## INPUT FOR THIS TASK
§ §

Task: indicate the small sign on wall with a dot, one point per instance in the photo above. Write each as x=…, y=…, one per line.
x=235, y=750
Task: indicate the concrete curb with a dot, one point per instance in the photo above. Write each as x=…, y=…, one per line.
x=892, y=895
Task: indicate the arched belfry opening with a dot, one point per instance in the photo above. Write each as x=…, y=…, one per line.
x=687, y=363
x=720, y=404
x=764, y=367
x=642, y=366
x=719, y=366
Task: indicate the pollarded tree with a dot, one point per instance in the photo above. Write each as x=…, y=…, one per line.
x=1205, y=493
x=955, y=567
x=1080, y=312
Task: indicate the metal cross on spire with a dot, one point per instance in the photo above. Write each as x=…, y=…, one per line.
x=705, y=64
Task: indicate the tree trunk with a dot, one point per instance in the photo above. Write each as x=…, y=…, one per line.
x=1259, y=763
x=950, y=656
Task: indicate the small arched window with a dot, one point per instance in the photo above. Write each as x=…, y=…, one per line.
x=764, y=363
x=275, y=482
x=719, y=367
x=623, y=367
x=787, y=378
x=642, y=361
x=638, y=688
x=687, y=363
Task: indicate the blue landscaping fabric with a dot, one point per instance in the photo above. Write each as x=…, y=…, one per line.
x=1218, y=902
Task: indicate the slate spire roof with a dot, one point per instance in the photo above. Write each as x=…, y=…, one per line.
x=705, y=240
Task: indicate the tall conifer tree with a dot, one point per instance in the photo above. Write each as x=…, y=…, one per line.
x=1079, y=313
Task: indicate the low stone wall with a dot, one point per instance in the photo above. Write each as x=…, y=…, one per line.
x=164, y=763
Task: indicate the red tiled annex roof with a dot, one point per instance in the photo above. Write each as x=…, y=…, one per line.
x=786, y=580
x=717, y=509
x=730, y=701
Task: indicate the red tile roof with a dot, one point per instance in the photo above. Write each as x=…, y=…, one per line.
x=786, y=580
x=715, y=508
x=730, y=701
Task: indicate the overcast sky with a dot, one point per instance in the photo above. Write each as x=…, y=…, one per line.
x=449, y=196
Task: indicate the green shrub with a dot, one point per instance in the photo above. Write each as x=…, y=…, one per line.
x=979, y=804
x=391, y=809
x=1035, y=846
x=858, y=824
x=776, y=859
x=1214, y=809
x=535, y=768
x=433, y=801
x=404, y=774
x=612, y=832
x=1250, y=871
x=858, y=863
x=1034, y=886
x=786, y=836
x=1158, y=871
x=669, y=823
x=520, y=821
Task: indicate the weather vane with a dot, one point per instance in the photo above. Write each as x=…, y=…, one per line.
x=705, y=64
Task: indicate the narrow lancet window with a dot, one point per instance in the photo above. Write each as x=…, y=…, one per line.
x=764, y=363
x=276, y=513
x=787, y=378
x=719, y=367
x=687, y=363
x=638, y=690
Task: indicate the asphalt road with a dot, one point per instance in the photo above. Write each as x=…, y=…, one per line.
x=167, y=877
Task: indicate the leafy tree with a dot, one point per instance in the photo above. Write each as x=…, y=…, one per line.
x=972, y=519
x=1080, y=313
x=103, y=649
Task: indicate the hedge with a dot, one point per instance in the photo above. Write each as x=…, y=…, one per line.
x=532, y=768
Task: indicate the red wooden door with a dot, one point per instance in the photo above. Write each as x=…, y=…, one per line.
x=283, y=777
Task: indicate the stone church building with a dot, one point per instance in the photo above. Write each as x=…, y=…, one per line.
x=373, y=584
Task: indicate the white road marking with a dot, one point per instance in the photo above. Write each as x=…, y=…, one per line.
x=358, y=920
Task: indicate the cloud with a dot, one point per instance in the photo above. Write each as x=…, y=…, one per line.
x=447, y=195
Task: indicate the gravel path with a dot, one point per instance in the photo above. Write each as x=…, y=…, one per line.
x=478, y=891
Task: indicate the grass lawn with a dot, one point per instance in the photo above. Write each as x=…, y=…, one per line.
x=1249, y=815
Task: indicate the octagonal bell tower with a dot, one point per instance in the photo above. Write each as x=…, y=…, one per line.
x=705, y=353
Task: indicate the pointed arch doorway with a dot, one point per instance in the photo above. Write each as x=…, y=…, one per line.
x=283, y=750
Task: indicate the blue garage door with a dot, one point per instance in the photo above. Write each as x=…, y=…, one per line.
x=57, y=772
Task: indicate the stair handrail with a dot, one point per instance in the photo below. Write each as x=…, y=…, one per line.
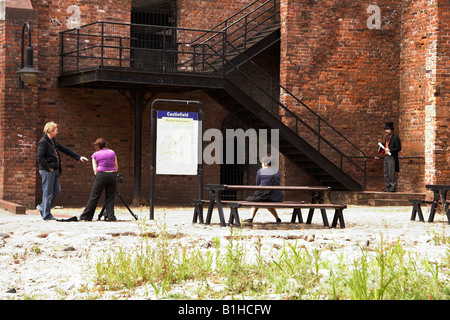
x=291, y=113
x=225, y=31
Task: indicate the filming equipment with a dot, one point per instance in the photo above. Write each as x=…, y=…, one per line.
x=119, y=180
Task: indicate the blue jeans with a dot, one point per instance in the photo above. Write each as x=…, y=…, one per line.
x=51, y=188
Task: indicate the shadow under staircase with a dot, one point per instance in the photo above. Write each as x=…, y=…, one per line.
x=218, y=61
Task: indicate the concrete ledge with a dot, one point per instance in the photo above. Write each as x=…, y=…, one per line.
x=12, y=207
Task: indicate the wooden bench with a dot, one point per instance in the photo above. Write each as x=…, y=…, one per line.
x=296, y=214
x=417, y=210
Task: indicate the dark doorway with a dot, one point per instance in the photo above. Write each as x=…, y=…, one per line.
x=153, y=46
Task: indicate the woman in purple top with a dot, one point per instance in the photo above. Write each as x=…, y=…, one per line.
x=104, y=164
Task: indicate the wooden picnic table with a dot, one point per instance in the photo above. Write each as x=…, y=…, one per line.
x=439, y=194
x=215, y=191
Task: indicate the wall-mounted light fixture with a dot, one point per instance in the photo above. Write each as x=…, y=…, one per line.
x=28, y=74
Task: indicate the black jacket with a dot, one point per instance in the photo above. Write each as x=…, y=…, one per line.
x=46, y=155
x=395, y=146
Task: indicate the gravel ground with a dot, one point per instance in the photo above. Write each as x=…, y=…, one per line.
x=54, y=260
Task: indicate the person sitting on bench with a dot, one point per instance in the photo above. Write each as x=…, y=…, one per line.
x=267, y=176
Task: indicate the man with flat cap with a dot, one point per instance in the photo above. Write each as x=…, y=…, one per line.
x=391, y=147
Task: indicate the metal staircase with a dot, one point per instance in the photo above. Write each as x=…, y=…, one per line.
x=219, y=61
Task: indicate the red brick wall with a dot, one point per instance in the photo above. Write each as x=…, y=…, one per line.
x=17, y=113
x=355, y=77
x=344, y=71
x=424, y=111
x=83, y=115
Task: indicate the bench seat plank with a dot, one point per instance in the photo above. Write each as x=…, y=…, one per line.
x=296, y=214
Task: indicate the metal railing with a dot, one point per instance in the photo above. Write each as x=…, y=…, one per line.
x=219, y=52
x=134, y=47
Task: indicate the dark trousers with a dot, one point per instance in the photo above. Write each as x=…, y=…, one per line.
x=389, y=173
x=103, y=181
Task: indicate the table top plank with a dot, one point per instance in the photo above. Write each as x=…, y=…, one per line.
x=255, y=187
x=438, y=186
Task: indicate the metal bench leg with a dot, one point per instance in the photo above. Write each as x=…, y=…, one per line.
x=198, y=213
x=338, y=215
x=447, y=212
x=297, y=213
x=310, y=215
x=210, y=209
x=234, y=216
x=432, y=211
x=324, y=217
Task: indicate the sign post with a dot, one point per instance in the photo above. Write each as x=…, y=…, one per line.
x=176, y=143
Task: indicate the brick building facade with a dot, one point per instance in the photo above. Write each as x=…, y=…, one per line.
x=355, y=63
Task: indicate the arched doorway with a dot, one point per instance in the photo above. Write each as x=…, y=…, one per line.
x=146, y=13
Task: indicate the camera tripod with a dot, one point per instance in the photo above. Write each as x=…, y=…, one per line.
x=104, y=208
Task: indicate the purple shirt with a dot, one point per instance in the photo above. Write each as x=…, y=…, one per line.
x=105, y=159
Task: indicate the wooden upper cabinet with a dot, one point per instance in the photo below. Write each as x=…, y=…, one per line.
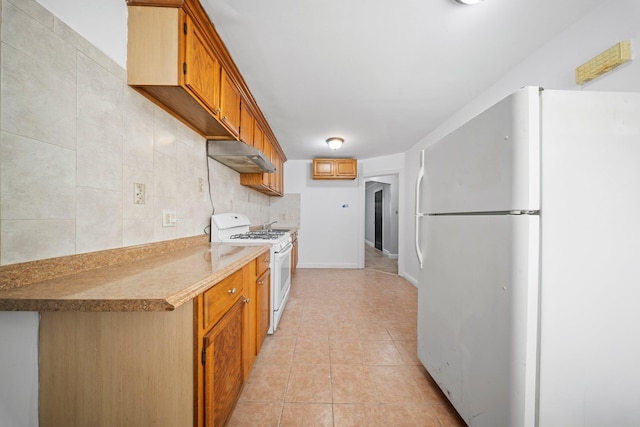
x=177, y=60
x=246, y=124
x=258, y=136
x=170, y=62
x=335, y=168
x=230, y=103
x=201, y=69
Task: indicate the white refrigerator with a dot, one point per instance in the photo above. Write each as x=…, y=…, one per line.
x=528, y=238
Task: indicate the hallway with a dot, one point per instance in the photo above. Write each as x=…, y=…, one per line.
x=376, y=260
x=344, y=354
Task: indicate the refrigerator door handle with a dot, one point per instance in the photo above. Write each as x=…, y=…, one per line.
x=418, y=214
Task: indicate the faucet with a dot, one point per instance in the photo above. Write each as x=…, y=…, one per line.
x=266, y=225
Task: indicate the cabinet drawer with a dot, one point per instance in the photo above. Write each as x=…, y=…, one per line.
x=219, y=299
x=262, y=263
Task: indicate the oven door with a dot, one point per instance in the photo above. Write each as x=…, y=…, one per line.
x=282, y=277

§ §

## TASK TO COMPLETE
The output must start at the line holding "Task: indicate the metal bench", end at the last line of the listing above, and show each line exactly; please omit all pictures.

## ANSWER SECTION
Task: indicate the metal bench leg with a dot, one point per instance in the photo above. Write each as x=…, y=…, one per line.
x=198, y=213
x=338, y=215
x=447, y=212
x=297, y=213
x=310, y=215
x=210, y=209
x=234, y=216
x=432, y=211
x=324, y=217
Task: indicate the sign post with a dot, one point per instance in the photo above. Write each as x=…, y=…, one per line.
x=176, y=143
Task: indicate the brick building facade with a dot, one point per instance in the photo above. Write each as x=…, y=…, one per line.
x=355, y=63
Task: indicate the arched doorway with a dot, one point per instance in the photo above. Write each as x=…, y=…, one per line.
x=146, y=13
Task: indicate the camera tripod with a dot, one point per instance in the photo above. Write each as x=…, y=…, one per line.
x=104, y=208
Task: indicate the purple shirt with a dot, one point per instance in the photo above. Write each as x=…, y=…, one per line.
x=105, y=159
Task: indicate the wooden upper cabinet with a dot, one point per instance in the photo below. Write each as x=…, y=…, one per line.
x=177, y=60
x=246, y=124
x=258, y=136
x=170, y=62
x=335, y=168
x=230, y=103
x=201, y=69
Task: indicate the white refrigerator with a dot, one point per instance in the photo above. Write each as x=…, y=…, one per line.
x=528, y=238
Task: indicate the hallway with a dot, one point per instance in the photo above. Write each as x=…, y=…, one per line.
x=376, y=260
x=344, y=354
Task: indicate the refrigerator door handle with a dot, one point per instance in the photo above. Write each as x=…, y=…, one per line.
x=418, y=214
Task: indicate the faucet with a dot, one point per instance in the photo above. Write each as x=…, y=…, one per line.
x=266, y=225
Task: indicate the cabinet drawer with a dot, one point per instance in the photo above. Write each as x=…, y=…, one per line.
x=219, y=299
x=262, y=263
Task: indicate the oven door with a dot, one point per instance in the photo above. Write each as x=…, y=…, one per line.
x=282, y=277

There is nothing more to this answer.